### TEKSTFRAGMENT
————————

De door de monteur geschonden norm beschermt ook de belangen van derden, zoals NS en Prorail
2.13
[geïntimeerde] heeft aangevoerd dat de vordering van Vivat moet stranden op het relativiteitsvereiste: indien haar monteur al een fout heeft gemaakt door een ongeschreven zorgvuldigheidsnorm niet in acht te nemen, dan gaat het om een norm die de verhouding tussen haar als opdrachtnemer en Westo als opdrachtgever betreft. Die norm strekt niet ter bescherming van willekeurige verkeersdeelnemers en zeker niet van eigenaren van zaken ten behoeve van het spoorwegverkeer, aldus [geïntimeerde] .
2.14
[geïntimeerde] heeft de opdracht gekregen om een tractor, een zwaar motorvoertuig waarmee (ook) op de openbare weg wordt gereden, te repareren. Wanneer zo’n tractor een defect heeft - de remmen weigeren bijvoorbeeld - kan dat ernstige gevaren opleveren voor de chauffeur van het voertuig, maar ook voor andere verkeersdeelnemers en daarnaast kan het leiden tot materiële schade aan het voertuig en aan objecten in en rond de openbare weg. Een tractor met een technisch defect is dus ‘een gevaar op de weg’, voor de eigenaar en de chauffeur van de tractor, maar ook voor andere verkeersdeelnemers en eigenaren van objecten op of aan de weg. Tegen die achtergrond dienen reparaties aan een tractor zorgvuldig te gebeuren. Voorkomen moet worden dat door een fout bij de reparatie een defect niet wordt hersteld, of een defect ontstaat, omdat in dat geval de veiligheid van de tractorbestuurder en andere verkeersdeelnemers in het geding is en de tractor schade kan oplopen en kan aanrichten. De bij een zorgvuldige reparatie in acht te nemen normen zijn dan ook, voor zover schending ervan tot een defect aan de tractor kan leiden, veiligheidsnormen, die bij een reparatie ook strekken tot bescherming van de belangen van anderen dan de eigenaar van de tractor en/of de opdrachtgever van de reparatie van de tractor.

————————

[Gegevens uit een dataverzameling]
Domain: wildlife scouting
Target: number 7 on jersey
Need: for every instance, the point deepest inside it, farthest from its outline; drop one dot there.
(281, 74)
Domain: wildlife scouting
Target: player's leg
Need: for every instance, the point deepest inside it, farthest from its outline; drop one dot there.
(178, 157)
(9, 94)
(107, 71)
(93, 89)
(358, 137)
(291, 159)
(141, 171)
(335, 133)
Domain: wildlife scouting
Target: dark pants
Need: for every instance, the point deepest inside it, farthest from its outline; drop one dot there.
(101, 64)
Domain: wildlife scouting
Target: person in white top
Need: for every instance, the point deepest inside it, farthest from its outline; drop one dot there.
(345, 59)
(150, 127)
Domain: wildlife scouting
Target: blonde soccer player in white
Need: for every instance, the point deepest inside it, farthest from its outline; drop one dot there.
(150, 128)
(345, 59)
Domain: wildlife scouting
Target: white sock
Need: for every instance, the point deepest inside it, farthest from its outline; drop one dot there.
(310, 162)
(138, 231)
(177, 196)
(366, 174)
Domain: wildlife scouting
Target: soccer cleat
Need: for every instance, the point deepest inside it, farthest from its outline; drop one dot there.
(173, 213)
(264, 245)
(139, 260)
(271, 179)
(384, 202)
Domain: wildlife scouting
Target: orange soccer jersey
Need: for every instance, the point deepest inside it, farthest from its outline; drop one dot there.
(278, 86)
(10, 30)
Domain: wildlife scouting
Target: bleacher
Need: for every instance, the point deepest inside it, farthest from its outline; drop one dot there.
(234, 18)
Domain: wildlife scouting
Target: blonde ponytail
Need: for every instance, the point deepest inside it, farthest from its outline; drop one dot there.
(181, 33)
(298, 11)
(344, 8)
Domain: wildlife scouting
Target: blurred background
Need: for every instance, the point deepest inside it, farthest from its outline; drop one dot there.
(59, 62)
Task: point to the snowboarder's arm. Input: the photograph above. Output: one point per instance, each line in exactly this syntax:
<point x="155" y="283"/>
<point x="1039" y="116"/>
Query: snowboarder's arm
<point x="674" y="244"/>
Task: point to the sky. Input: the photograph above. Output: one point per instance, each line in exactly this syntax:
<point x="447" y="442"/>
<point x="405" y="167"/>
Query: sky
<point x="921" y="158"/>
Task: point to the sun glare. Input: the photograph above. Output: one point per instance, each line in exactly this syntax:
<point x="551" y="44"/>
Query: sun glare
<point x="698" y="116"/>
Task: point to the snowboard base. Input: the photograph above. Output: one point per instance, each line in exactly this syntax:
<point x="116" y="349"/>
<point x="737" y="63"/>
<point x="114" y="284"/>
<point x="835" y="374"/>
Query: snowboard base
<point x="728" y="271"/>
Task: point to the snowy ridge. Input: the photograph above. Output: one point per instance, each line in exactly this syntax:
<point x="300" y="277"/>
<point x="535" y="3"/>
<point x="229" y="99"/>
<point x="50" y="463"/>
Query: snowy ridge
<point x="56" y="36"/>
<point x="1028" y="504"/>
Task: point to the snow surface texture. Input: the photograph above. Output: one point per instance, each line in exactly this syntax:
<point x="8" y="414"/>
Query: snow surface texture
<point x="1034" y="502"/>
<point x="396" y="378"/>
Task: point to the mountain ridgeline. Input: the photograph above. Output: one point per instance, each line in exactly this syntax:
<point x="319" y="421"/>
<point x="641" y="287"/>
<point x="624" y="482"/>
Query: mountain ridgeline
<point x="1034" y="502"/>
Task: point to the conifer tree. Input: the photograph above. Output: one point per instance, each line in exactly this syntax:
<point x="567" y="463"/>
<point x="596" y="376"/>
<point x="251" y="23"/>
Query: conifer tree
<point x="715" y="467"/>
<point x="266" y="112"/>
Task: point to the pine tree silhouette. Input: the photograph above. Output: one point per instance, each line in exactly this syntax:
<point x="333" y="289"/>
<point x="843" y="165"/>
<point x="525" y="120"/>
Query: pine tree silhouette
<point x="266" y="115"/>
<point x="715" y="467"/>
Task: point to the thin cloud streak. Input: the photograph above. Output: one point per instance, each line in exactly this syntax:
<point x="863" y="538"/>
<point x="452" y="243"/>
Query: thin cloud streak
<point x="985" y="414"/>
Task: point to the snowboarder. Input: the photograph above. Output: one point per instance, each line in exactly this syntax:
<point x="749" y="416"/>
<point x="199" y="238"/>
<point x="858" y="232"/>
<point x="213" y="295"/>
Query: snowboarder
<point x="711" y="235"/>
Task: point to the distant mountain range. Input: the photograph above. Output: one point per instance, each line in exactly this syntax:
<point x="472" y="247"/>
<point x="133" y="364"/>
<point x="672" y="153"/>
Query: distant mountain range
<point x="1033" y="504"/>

————————

### UIT TE VOEREN
1) Welk voorbeeld van een defect aan een tractor geeft de tekst over de tractorreparatie?
2) Schrijf een vervolg op de tekst over de tractorreparatie, te beginnen na de laatste zin.

### GESCHREVEN ANTWOORDEN
1) Dat de remmen weigeren.

2)
2.15
Dat de in dit geval geschonden norm bedoeld was om een defect aan de tractor te voorkomen, staat tussen partijen niet ter discussie. De conclusie is dan ook dat de norm ook strekt ter bescherming van de belangen van derden die deelnemen aan het verkeer of eigenaar zijn van objecten op of aan de weg. Prorail is eigenaar van objecten op of aan de openbare weg, zoals de spoorwegbeveiliging die in dit geval beschadigd is geraakt. NS neemt met haar treinen, waaronder de in dit geval beschadigde trein, deel aan het wegverkeer op het moment dat die treinen zich op een overweg bevinden. De geschonden norm strekt daarom ook ter bescherming van de in dit geval getroffen belangen van NS en Prorail. Het verweer van [geïntimeerde] gaat om deze reden niet op.
De door NS en Prorail geleden schade kan in redelijkheid aan [geïntimeerde] worden toegerekend
2.16
In het tussenarrest van 13 april 2021 heeft het hof al overwogen dat de tractor stil is blijven staan op de spoorwegovergang vanwege een knik in de brandstofleiding. Hiervoor is overwogen dat de knik het gevolg is van de door de monteur van [geïntimeerde] bij de reparatie gemaakte fout. Daarmee staat vast dat sprake is van condicio sine qua non-verband tussen de fout en het ongeval (en daarmee de schade van NS en Prorail); als de fout wordt ‘weggedacht’ zou het ongeval niet zijn ontstaan.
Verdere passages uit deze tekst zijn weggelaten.